§ To be done
Return each of the records below verbatim, with no alteration to any line.

:: Provided records

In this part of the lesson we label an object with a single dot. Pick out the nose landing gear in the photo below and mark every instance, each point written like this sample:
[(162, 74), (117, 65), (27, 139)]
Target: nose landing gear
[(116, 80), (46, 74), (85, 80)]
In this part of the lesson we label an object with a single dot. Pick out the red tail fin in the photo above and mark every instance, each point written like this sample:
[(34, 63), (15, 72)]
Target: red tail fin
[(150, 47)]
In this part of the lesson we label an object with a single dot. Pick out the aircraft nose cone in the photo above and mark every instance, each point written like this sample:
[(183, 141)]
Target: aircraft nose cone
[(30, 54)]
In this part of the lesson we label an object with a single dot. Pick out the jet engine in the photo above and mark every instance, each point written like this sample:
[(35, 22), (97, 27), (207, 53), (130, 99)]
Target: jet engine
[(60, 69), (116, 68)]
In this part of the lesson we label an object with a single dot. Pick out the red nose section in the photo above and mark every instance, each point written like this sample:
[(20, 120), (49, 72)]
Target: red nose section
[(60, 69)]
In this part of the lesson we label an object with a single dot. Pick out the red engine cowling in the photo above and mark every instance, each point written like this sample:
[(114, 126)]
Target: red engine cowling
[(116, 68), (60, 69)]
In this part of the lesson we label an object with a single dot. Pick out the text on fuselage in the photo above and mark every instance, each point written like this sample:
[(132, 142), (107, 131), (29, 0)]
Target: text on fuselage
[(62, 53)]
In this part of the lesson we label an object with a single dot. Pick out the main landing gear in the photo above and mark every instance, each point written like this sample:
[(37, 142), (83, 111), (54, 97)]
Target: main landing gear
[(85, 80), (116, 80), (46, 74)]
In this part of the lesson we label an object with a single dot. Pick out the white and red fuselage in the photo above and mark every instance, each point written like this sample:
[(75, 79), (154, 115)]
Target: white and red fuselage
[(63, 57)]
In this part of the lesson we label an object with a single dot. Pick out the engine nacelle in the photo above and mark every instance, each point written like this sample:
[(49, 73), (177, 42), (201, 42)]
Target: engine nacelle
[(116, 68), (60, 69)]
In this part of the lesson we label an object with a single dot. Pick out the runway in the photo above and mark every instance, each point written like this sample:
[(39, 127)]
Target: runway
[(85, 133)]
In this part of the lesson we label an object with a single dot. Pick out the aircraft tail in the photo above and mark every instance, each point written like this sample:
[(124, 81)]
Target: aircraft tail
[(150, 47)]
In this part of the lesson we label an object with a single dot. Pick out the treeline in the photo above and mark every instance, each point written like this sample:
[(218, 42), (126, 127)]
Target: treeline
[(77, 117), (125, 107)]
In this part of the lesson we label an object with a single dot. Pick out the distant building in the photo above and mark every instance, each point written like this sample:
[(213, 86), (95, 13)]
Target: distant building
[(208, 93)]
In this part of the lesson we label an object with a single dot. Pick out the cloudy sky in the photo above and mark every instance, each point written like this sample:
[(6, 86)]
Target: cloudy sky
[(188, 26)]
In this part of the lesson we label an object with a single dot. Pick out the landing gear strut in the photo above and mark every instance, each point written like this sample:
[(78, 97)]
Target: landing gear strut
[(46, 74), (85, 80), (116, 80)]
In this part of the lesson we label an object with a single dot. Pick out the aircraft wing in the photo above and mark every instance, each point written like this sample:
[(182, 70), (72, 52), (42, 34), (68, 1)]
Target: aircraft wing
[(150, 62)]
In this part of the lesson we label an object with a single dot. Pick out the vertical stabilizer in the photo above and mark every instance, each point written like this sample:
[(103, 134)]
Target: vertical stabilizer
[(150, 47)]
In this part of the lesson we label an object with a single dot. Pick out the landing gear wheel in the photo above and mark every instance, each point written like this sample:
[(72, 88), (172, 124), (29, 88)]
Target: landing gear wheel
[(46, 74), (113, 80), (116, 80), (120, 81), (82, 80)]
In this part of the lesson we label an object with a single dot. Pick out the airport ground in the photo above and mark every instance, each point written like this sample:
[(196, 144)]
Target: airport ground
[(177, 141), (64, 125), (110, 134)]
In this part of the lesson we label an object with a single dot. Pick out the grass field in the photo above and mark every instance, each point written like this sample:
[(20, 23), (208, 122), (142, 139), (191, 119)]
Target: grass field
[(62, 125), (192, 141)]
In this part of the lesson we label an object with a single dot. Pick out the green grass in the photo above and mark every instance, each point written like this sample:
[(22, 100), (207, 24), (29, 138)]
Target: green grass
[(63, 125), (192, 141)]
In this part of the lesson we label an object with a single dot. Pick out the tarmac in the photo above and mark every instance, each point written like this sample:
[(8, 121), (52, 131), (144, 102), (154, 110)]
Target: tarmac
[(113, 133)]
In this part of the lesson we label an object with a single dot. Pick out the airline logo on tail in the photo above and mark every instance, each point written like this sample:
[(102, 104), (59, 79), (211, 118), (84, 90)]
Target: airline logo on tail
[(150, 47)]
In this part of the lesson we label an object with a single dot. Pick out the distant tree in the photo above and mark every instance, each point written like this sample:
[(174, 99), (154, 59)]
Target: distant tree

::::

§ Exercise solution
In this part of the lesson we label an object with a single dot. Pick out the nose landing gear in the photo below and mark every instance, each point written like this sample:
[(162, 74), (117, 65), (27, 139)]
Target: nose landing gear
[(116, 80), (46, 74), (85, 80)]
In this part of the lesson we label an object with a single dot. Pick out the red tail fin in the photo above and mark every instance, each point written like this sample:
[(34, 63), (15, 72)]
Target: red tail fin
[(150, 47)]
In this part of the lesson we label an object with a single dot. Pick out the aircraft nose cone in the photo above and mark every instance, each point written like this sample:
[(183, 141)]
Target: aircraft nose cone
[(30, 54)]
In this part of the lesson we label an object with a single dot. Pick out the jet engine in the photo above and mark every instance, each point written like this sample:
[(35, 22), (97, 27), (207, 53), (130, 99)]
Target: jet engine
[(60, 69), (116, 68)]
In this part of the lesson we label an object with a single dot. Pick out the red nose section in the photo above and mark every instance, each point written like this sample:
[(20, 120), (49, 72)]
Target: red nose section
[(60, 69)]
In this part of the lesson we label an object with a single dot. Pick out the red engine cowling in the photo above and mark every instance, each point written like this sample:
[(114, 126)]
Target: red engine cowling
[(116, 68), (60, 69)]
In this part of the lesson we label an object with a single dot. Pick out the text on fuselage in the photo above and mark every instance, each point written like this sample:
[(132, 142), (107, 131), (29, 0)]
Target: text on fuselage
[(62, 53)]
In this part of the lesson we label an object with a single dot. Pick out the main landing gear in the photo above and mark every instance, each point written like this sample:
[(37, 142), (83, 111), (54, 97)]
Target: main landing gear
[(85, 80), (116, 80), (46, 74)]
In this part of the lesson we label an object with a single dot. Pick out the white and red fuselage in the photo above and mark every instance, each point written like this sample:
[(75, 79), (154, 115)]
Target: white and red fuselage
[(63, 57)]
In this part of the lesson we label an object with a single dot. Pick out the engine nacelle in the photo above and mark every instance, each point written like this sample:
[(49, 73), (177, 42), (201, 42)]
Target: engine nacelle
[(116, 68), (60, 69)]
In this part of the lesson we label an object with a single dot. Pick out the runway in the photo above and mark every instance, each point written like this sample:
[(39, 127)]
Target: runway
[(85, 133)]
In this part of the lesson we label an object with a single dot. Pick out the aircraft tail in the photo above and mark every instance, each point written like this sample:
[(124, 81)]
Target: aircraft tail
[(150, 47)]
In this part of the lesson we label an object with a single dot. Pick out the treeline in the photo above and mark every instance, each point written like this sample:
[(218, 42), (126, 127)]
Target: treeline
[(77, 117), (125, 107)]
In this part of the lesson we label an object with a single dot. Pick out the distant building in the photo above and mark every instance, each point written like this sample:
[(213, 86), (95, 13)]
Target: distant building
[(208, 93)]
In this part of the lesson we label an object with a single dot. Pick out the cloudy sky in the photo above and mark every instance, each point written like this sample:
[(6, 86)]
Target: cloudy sky
[(188, 26)]
In this part of the lesson we label an object with a single dot. Pick out the landing gear strut in the photo above and mark every instance, each point written like this sample:
[(78, 97)]
Target: landing gear strut
[(46, 74), (85, 80), (116, 80)]
In this part of the lesson we label an object with a single dot. Pick out the aircraft wing in the photo above and mark every instance, each point written like this sample:
[(182, 70), (72, 52), (42, 34), (68, 1)]
Target: aircraft wing
[(150, 62)]
In this part of the lesson we label an object with a single dot. Pick out the vertical stabilizer in the photo above and mark every instance, each point written like this sample:
[(103, 134)]
Target: vertical stabilizer
[(150, 47)]
In this part of the lesson we label an object with a single dot. Pick out the landing gear wheel in the photo above and mark every instance, each point written like this sample:
[(72, 88), (172, 124), (29, 88)]
Target: landing gear wheel
[(46, 74), (113, 80), (116, 80), (120, 81), (82, 80)]
In this part of the lesson we label an object with a single dot. Pick out the airport ground in the photo above and mark every instance, each point written like this sample:
[(196, 144)]
Target: airport ground
[(177, 141), (64, 125), (110, 134)]
In this part of the lesson we label an object with a single dot. Pick out the grass field in the photo above and mark every instance, each point written like this sample:
[(20, 23), (208, 122), (142, 139), (191, 119)]
Target: grass field
[(62, 125), (192, 141)]
In this part of the lesson we label an object with a single dot. Pick out the green grass in the photo above and mark every instance, each point written like this sample:
[(22, 100), (207, 24), (29, 138)]
Target: green grass
[(63, 125), (192, 141)]
In this part of the lesson we label an object with a single dot. Pick out the tarmac in the photo above and mark every instance, each point written like this sample:
[(8, 121), (52, 131), (144, 102), (154, 110)]
Target: tarmac
[(113, 133)]
In this part of the lesson we label an object with a single dot. Pick out the airline logo on tail in the photo above and mark every instance, each point written like this sample:
[(102, 104), (59, 79), (211, 118), (84, 90)]
Target: airline logo on tail
[(150, 47)]
In this part of the lesson we label an object with a single dot. Pick out the distant tree in the photo above and mark every instance, each point written like this sample:
[(174, 99), (154, 59)]
Target: distant tree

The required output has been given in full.